[Entries taken from a collection]

···

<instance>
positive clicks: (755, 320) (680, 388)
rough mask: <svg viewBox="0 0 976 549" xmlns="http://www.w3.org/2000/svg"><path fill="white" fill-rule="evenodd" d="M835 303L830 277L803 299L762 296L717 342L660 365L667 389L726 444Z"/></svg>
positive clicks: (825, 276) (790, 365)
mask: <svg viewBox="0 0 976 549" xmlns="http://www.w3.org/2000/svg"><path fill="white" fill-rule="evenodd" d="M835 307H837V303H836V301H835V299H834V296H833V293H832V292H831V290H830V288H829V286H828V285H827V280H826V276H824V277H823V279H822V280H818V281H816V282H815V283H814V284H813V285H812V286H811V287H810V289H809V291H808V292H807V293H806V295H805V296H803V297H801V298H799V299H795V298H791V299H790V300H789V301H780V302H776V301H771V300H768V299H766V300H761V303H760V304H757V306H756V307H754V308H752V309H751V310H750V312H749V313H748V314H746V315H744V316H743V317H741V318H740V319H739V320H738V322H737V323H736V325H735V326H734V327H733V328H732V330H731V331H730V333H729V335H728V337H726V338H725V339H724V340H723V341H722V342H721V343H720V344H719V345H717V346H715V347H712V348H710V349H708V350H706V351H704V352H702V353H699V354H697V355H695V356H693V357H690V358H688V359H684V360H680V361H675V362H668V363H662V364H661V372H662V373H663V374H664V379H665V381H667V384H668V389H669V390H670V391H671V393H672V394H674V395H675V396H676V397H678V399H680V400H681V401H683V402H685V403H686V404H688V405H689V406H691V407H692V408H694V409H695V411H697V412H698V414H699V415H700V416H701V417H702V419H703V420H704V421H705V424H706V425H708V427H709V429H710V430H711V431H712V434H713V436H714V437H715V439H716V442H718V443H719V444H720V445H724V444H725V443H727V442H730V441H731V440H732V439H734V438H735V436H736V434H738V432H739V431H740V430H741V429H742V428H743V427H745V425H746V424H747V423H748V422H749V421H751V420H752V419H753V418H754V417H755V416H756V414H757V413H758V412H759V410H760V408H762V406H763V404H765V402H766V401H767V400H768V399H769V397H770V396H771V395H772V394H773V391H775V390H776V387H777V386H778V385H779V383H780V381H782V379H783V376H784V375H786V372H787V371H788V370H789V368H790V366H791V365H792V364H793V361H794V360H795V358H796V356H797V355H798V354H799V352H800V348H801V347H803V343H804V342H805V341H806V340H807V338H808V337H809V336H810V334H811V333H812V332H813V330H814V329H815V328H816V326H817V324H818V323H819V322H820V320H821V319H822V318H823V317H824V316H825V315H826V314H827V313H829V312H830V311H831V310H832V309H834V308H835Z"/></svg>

···

_WRITTEN TASK_
Rewrite the records above, changing every "rough mask" to "coarse mask" and leaving everything else the same.

_WRITTEN REPLY_
<instance>
positive clicks: (755, 320) (680, 388)
coarse mask: <svg viewBox="0 0 976 549" xmlns="http://www.w3.org/2000/svg"><path fill="white" fill-rule="evenodd" d="M835 303L830 277L803 299L762 296L717 342L660 365L667 389L726 444Z"/></svg>
positive clicks: (825, 276) (790, 365)
mask: <svg viewBox="0 0 976 549" xmlns="http://www.w3.org/2000/svg"><path fill="white" fill-rule="evenodd" d="M835 307H837V303H836V301H835V299H834V296H833V293H832V292H831V290H830V288H829V286H828V285H827V280H826V276H824V277H823V279H822V280H818V281H816V282H815V283H814V284H813V285H812V286H811V287H810V289H809V291H808V292H807V293H806V295H805V296H803V297H801V298H799V299H795V298H791V299H790V300H789V301H780V302H776V301H771V300H768V299H766V300H761V303H760V304H757V306H756V307H754V308H752V309H751V310H750V312H749V313H748V314H746V315H744V316H743V317H741V318H740V319H739V320H738V322H737V323H736V325H735V326H734V327H733V328H732V330H731V331H730V333H729V335H728V337H726V338H725V339H724V340H723V341H722V342H721V343H720V344H719V345H717V346H715V347H712V348H710V349H708V350H706V351H704V352H702V353H699V354H697V355H695V356H693V357H690V358H688V359H684V360H680V361H675V362H668V363H662V364H661V372H662V373H663V374H664V379H665V381H667V384H668V389H669V390H670V391H671V393H672V394H674V395H675V396H676V397H678V399H680V400H681V401H683V402H685V403H686V404H688V405H689V406H691V407H692V408H694V409H695V411H697V412H698V414H699V415H700V416H701V417H702V419H703V420H704V421H705V424H706V425H708V427H709V429H710V430H711V431H712V434H713V436H714V437H715V439H716V442H718V443H719V444H720V445H724V444H725V443H727V442H730V441H731V440H732V439H734V438H735V436H736V434H738V432H739V431H740V430H741V429H742V428H743V427H745V425H746V424H747V423H748V422H749V421H751V420H752V419H753V418H754V417H755V416H756V414H757V413H758V412H759V410H760V408H762V406H763V404H765V402H766V401H767V400H768V399H769V397H770V396H771V395H772V394H773V391H775V390H776V387H777V386H778V385H779V383H780V381H782V379H783V376H784V375H786V372H787V371H788V370H789V368H790V366H791V365H792V364H793V361H794V360H795V358H796V356H797V355H798V354H799V352H800V348H801V347H803V343H804V342H805V341H806V340H807V338H808V337H809V336H810V334H811V333H812V332H813V330H814V329H815V328H816V326H817V324H818V323H819V322H820V320H821V319H822V318H823V317H824V316H825V315H826V314H827V313H829V312H830V311H831V310H832V309H834V308H835Z"/></svg>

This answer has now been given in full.